▶ [WHAT YOU ARE ASKED TO DO] Update the data below by replacing "integer pixel boxes" with "whole-number pixel boxes" everywhere it appears, keeping everything else the same. Write the data out again without the pictures.

▶ [DATASET EXTRACT]

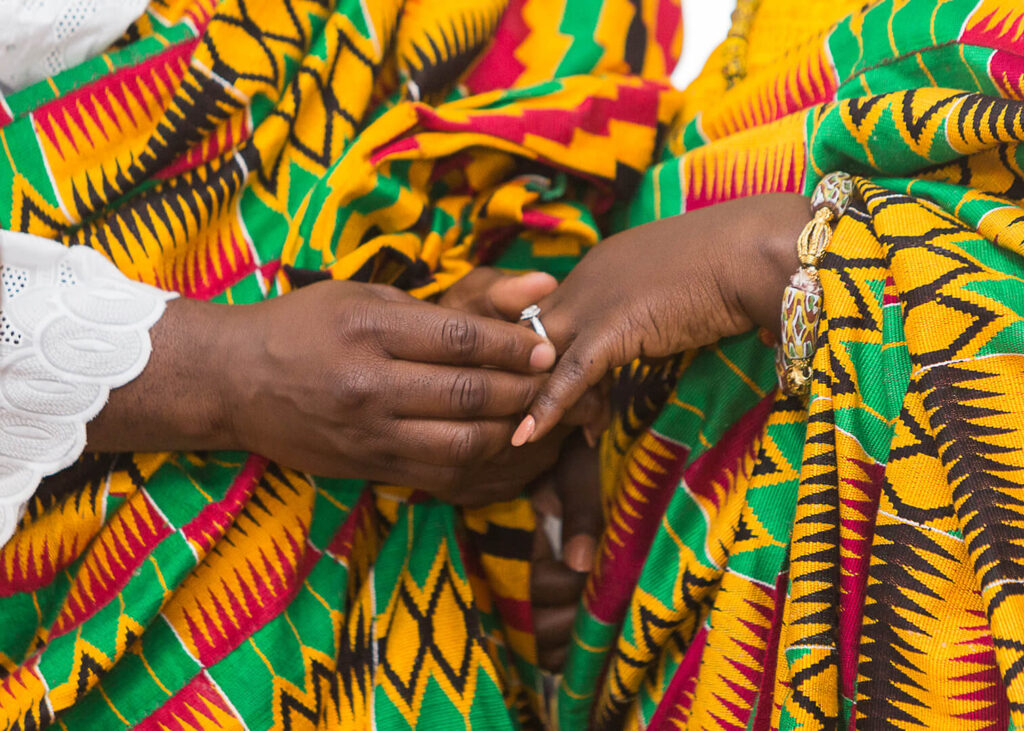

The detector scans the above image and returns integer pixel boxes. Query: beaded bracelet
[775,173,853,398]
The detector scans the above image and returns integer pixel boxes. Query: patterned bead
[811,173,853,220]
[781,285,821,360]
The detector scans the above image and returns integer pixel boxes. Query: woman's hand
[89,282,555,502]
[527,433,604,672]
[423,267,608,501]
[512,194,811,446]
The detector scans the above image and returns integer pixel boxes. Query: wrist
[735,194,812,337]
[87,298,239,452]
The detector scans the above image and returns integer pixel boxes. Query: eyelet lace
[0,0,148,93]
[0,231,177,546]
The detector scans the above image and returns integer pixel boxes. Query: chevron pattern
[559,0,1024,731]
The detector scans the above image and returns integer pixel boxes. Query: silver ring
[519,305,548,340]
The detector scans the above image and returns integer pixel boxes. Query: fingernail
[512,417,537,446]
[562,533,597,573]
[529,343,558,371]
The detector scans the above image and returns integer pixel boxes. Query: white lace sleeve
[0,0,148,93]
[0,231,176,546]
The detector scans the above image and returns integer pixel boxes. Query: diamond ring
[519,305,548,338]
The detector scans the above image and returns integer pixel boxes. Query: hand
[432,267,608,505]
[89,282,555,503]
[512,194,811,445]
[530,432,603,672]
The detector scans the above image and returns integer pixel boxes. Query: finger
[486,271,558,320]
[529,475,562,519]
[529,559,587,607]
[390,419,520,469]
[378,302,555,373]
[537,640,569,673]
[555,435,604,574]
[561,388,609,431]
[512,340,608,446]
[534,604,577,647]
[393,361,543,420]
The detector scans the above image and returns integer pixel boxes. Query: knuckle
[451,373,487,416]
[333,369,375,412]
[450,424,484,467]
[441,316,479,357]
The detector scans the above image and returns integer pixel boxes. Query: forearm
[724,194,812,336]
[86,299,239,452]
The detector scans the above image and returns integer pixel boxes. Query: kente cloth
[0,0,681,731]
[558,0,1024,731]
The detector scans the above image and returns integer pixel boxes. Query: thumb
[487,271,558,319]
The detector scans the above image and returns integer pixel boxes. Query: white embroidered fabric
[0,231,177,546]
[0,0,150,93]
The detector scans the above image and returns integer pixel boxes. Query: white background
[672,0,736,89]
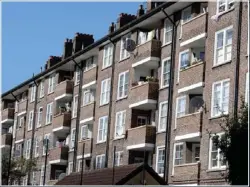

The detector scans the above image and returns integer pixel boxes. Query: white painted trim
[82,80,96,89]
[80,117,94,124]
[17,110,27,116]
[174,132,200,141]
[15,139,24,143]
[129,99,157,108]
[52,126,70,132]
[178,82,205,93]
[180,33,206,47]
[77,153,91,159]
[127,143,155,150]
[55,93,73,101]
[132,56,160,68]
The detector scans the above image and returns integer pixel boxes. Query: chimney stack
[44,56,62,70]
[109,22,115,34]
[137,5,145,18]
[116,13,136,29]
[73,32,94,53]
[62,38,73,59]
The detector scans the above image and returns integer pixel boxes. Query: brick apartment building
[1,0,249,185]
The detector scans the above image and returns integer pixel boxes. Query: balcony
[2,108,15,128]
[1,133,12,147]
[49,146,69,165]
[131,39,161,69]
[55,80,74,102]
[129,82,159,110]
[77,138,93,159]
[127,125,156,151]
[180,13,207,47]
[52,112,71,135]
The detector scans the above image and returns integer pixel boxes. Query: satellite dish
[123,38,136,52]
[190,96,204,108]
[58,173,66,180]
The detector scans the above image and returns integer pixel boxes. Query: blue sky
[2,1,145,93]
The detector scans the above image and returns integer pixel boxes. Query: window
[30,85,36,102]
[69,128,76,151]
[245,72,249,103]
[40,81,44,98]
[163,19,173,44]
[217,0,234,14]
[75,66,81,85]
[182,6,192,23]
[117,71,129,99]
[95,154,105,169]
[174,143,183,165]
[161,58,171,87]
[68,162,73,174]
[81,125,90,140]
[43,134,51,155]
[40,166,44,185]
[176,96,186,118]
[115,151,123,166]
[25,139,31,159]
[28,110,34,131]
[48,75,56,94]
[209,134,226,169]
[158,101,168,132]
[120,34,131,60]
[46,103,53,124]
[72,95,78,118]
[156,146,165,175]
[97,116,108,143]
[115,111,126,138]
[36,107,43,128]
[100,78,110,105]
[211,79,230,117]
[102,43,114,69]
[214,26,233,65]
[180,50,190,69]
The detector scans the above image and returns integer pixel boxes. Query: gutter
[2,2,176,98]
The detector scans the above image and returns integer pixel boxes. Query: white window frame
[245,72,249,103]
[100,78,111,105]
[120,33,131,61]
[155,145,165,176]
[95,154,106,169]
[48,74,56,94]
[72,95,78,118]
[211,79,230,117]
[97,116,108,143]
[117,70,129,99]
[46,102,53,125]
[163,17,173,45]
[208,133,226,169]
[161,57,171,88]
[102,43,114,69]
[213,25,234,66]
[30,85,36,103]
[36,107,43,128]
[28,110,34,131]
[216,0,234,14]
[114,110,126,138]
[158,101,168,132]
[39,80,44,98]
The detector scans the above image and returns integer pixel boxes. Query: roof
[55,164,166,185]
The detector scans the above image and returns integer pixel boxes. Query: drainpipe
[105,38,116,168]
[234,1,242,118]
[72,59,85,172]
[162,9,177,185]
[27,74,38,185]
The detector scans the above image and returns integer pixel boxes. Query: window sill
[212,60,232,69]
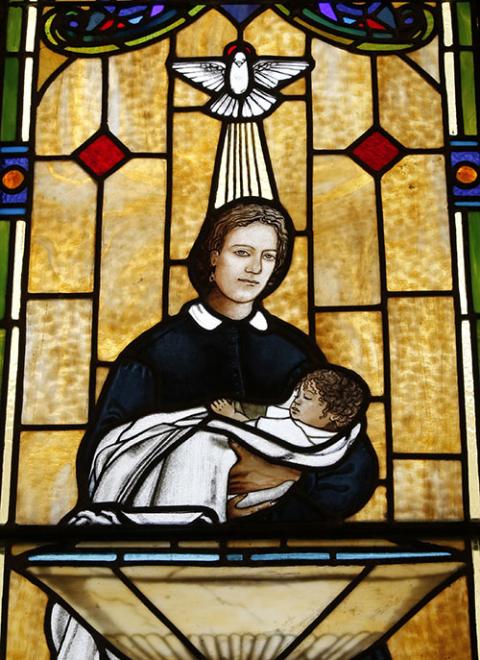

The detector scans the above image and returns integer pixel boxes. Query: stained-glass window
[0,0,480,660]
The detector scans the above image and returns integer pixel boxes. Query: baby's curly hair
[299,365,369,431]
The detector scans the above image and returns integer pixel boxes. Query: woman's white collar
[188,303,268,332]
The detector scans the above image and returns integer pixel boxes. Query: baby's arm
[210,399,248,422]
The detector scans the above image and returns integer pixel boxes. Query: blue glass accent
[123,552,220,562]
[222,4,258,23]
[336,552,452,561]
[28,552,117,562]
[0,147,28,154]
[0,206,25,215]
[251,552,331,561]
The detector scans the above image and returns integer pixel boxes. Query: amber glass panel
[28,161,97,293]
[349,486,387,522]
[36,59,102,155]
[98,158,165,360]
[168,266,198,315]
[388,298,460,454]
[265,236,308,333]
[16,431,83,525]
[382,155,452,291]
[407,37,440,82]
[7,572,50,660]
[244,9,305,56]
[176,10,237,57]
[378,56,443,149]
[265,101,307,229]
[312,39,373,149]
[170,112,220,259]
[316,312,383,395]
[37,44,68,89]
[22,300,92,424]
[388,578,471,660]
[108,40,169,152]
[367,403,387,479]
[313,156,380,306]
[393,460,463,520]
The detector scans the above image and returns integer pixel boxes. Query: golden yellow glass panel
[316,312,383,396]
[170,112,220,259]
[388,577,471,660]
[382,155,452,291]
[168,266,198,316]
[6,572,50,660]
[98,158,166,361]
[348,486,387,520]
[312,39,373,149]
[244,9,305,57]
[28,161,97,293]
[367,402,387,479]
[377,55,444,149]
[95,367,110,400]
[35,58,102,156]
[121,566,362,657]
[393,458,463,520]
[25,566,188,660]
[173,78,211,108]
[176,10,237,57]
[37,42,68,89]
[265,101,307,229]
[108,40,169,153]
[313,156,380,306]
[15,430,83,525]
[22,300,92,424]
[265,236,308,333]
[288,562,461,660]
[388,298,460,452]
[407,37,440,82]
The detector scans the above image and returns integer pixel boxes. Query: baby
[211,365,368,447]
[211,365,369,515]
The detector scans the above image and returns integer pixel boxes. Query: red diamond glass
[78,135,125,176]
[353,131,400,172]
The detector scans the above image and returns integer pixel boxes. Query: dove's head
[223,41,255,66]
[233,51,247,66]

▶ [RESULT OF THE EXERCISE]
The detector scans the above image and returns whole-number pixel boxes. Query: beaded bracelet
[775,173,853,398]
The detector scans the above image and returns whole-number pixel boxes. Query: patterned bead
[811,173,853,220]
[781,285,821,360]
The detector scans the above image and returns whole-number pixel boxes. Query: woman's hand
[89,282,555,502]
[527,433,604,672]
[423,267,608,501]
[512,194,811,446]
The detector scans the above image and returns whole-number pixel boxes. Query: wrist
[735,194,812,337]
[87,298,239,452]
The detector scans the above image and returns whole-number pixel boxes. Query: eyelet lace
[0,0,148,93]
[0,231,177,546]
The detector scans the above image and returns whole-number pixel boxes. Query: chevron pattern
[559,0,1024,731]
The detector scans the above image and returns whole-number pixel boxes. Query: silver ring
[519,305,548,340]
The detector scans the above image and returns whole-number pixel boxes. Query: fingernail
[512,417,537,446]
[562,533,597,573]
[529,343,558,371]
The detector scans the above image and returns whole-number pixel boxes. Query: white lace sleeve
[0,0,148,93]
[0,231,176,546]
The detector scans the above image and returns whole-number pixel boxes. Query: diamond ring
[519,305,548,338]
The detector scans the above image and returns whole-number pixel boxes. Query: hand
[432,267,608,505]
[89,282,555,503]
[512,194,811,445]
[530,432,603,672]
The detector scans the above image and returns whole-number pixel boxes. Query: finger
[486,271,558,320]
[529,475,562,519]
[529,559,587,607]
[390,419,520,469]
[378,302,555,373]
[537,640,569,673]
[555,435,604,574]
[561,388,609,431]
[512,340,608,446]
[534,604,577,647]
[393,361,543,420]
The detector scans the above image and returns whole-number pixel boxes. Query: knuckle
[451,373,487,416]
[333,369,375,412]
[450,424,484,467]
[441,316,479,357]
The detector scans the above image and returns whole-number pixel boxes. Query: forearm
[724,194,812,336]
[86,299,239,452]
The detector scans the above image and returns whole-number pixel boxes. Query: kente cloth
[0,0,681,731]
[558,0,1024,731]
The detector scans the above image and returns whole-number pixel boxes. Query: thumb
[487,271,558,319]
The detector scans the above image and returns whole-number pixel boxes. Query: white embroidered fabric
[0,231,177,546]
[0,0,150,93]
The detector scans the above image and returns whole-number pixel boxes. Query: white background
[672,0,736,89]

The detector scans the above image and returns whole-number pixel boxes. Query: white painted trim
[82,80,96,89]
[80,117,94,124]
[17,110,27,116]
[174,132,200,141]
[15,139,24,143]
[129,99,157,108]
[52,126,70,132]
[178,82,205,93]
[180,33,206,47]
[77,153,91,159]
[127,143,155,150]
[55,93,73,101]
[132,56,160,68]
The detector scans the above image and returns whole-number pixel boxes. Query: chimney stack
[44,56,62,70]
[109,22,115,34]
[137,5,145,18]
[116,13,136,29]
[73,32,94,53]
[62,38,73,59]
The detector scans the above image and returns whole-number pixel boxes. Query: brick apartment building
[1,0,249,185]
The detector scans the above image and returns whole-number pixel boxes. Query: balcony
[2,108,15,128]
[1,133,12,147]
[49,146,69,165]
[131,39,161,69]
[55,80,74,102]
[129,82,159,110]
[77,138,93,159]
[127,125,156,151]
[180,13,207,47]
[52,112,71,135]
The detector scans the above image and returns whole-number pixel boxes. Query: satellite dish
[123,38,136,52]
[190,96,204,108]
[58,173,66,180]
The detector scans the above image and returns whole-number pixel boxes. Query: blue sky
[2,1,145,93]
The detector scans the above image and returns whole-number pixel boxes. Query: window
[30,85,36,102]
[69,128,76,151]
[245,72,249,103]
[40,81,44,98]
[163,19,173,44]
[217,0,234,14]
[75,66,81,85]
[182,6,192,23]
[117,71,129,99]
[95,154,105,169]
[174,143,183,165]
[161,58,171,87]
[68,162,73,174]
[81,125,90,140]
[43,134,51,155]
[40,166,44,185]
[176,96,186,118]
[115,151,123,166]
[25,139,31,159]
[28,110,34,131]
[48,75,56,94]
[209,134,226,169]
[158,101,168,132]
[120,34,131,60]
[46,103,53,124]
[72,95,78,118]
[156,146,165,175]
[97,116,108,143]
[115,111,126,138]
[36,107,43,128]
[100,78,110,105]
[211,79,230,117]
[102,43,114,69]
[214,26,233,65]
[180,50,190,69]
The detector scans the above image and returns whole-number pixel boxes. Query: gutter
[2,2,176,98]
The detector scans the above image and returns whole-number pixel boxes. Query: white window frame
[245,72,249,103]
[100,78,111,105]
[120,33,131,61]
[155,145,165,176]
[95,154,106,169]
[48,74,56,94]
[72,95,78,118]
[211,79,230,117]
[97,116,108,143]
[117,70,129,99]
[46,102,53,125]
[163,17,173,45]
[208,133,226,169]
[161,57,171,88]
[102,43,114,69]
[213,25,234,66]
[30,85,36,103]
[36,107,43,128]
[28,110,34,131]
[216,0,234,14]
[114,110,126,138]
[158,101,168,132]
[39,80,44,98]
The detector scans the above image and returns whole-number pixel boxes. Query: roof
[55,164,166,185]
The detector scans the above image and returns whole-number pixel boxes. Query: drainpipe
[105,38,116,168]
[234,1,242,118]
[72,59,85,172]
[162,9,177,185]
[27,74,38,185]
The detector scans the above image and returns whole-number pixel boxes. Query: window sill
[212,60,232,69]

The detector scans the above image and returns whole-number pixel boxes. Query: stained-glass window
[0,0,480,660]
The detector scans the above image and returns whole-number pixel boxes. Query: baby's curly hair
[299,365,369,431]
The detector scans the above image and returns whole-number pixel boxes. Query: woman's white collar
[188,303,268,332]
The detector scans the above image and returns whole-number pixel boxes. Query: baby's arm
[210,399,248,422]
The detector scans the above image and returns whole-number pixel boxes. Query: blue glass accent
[123,552,220,562]
[222,4,258,23]
[336,552,452,561]
[28,552,117,562]
[0,147,28,154]
[0,206,25,215]
[251,552,331,561]
The detector scans the above image and returns whole-number pixel boxes. Query: amber glass panel
[28,161,97,293]
[349,486,387,522]
[36,59,102,155]
[98,158,165,360]
[168,266,198,315]
[388,298,460,454]
[265,236,308,333]
[16,431,83,525]
[382,155,452,291]
[407,37,440,82]
[7,572,50,660]
[244,9,305,56]
[176,10,237,57]
[378,56,443,149]
[265,101,307,229]
[312,39,373,149]
[170,112,220,259]
[316,312,383,395]
[37,44,68,89]
[22,300,92,424]
[388,578,471,660]
[108,40,169,152]
[367,403,387,479]
[313,156,380,306]
[393,460,463,520]
The detector scans the above image and returns whole-number pixel boxes. Query: golden yellow glass panel
[316,312,383,396]
[170,112,220,259]
[388,577,471,660]
[382,155,452,291]
[168,266,198,316]
[6,572,50,660]
[98,158,166,361]
[348,486,387,520]
[312,39,373,149]
[244,9,305,57]
[28,161,97,293]
[367,402,387,479]
[377,55,444,149]
[95,367,110,400]
[35,58,102,156]
[121,566,362,657]
[393,458,463,520]
[25,566,188,660]
[173,78,211,108]
[176,10,237,57]
[37,42,68,89]
[265,101,307,229]
[108,40,169,153]
[313,156,380,306]
[15,430,83,525]
[22,300,92,424]
[265,236,308,333]
[288,562,461,660]
[388,298,460,452]
[407,37,440,82]
The detector scans the above image and returns whole-number pixel boxes. Query: baby
[211,365,368,447]
[211,365,369,515]
The detector scans the above image and returns whole-number pixel boxes. Query: red diamond glass
[78,135,125,176]
[353,131,400,172]
The detector scans the above image and returns whole-number pixel boxes. Query: dove's head
[223,41,255,66]
[233,51,247,66]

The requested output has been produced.